▶ Request
Could you write out every line of the material below again, including the text that comes before each answer, with 25 added to every polygon vertex coordinate in the answers? Only those answer coordinates should change, and the pictures should be left out.

▶ Input data
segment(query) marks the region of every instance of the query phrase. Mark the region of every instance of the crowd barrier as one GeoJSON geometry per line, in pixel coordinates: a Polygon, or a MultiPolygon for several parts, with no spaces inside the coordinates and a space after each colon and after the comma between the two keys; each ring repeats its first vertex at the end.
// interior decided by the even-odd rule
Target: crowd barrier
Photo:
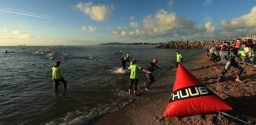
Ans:
{"type": "MultiPolygon", "coordinates": [[[[218,52],[215,51],[214,53],[218,56],[220,61],[226,62],[229,56],[229,51],[224,51],[218,52]]],[[[247,64],[248,65],[255,65],[256,64],[256,57],[252,56],[251,54],[245,54],[243,57],[237,57],[236,60],[238,63],[247,64]]]]}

▶ Exercise answer
segment(query) marks the region of every instance of the query phrase. Mark the region of every instance of the crowd barrier as one GeoJSON geometry per line, in pixel coordinates: a Polygon, or a MultiPolygon for several parts, with no spaces inside the coordinates and a space after each colon and after the comma between the two keys; each ring repeats its first vertex at the end.
// interior decided by the even-odd rule
Target: crowd barrier
Photo:
Ans:
{"type": "MultiPolygon", "coordinates": [[[[243,77],[240,76],[239,78],[243,81],[245,86],[251,87],[254,81],[254,76],[249,76],[243,77]]],[[[272,89],[273,90],[280,90],[281,89],[281,82],[277,81],[276,79],[270,79],[268,82],[262,82],[261,85],[263,88],[272,89]]]]}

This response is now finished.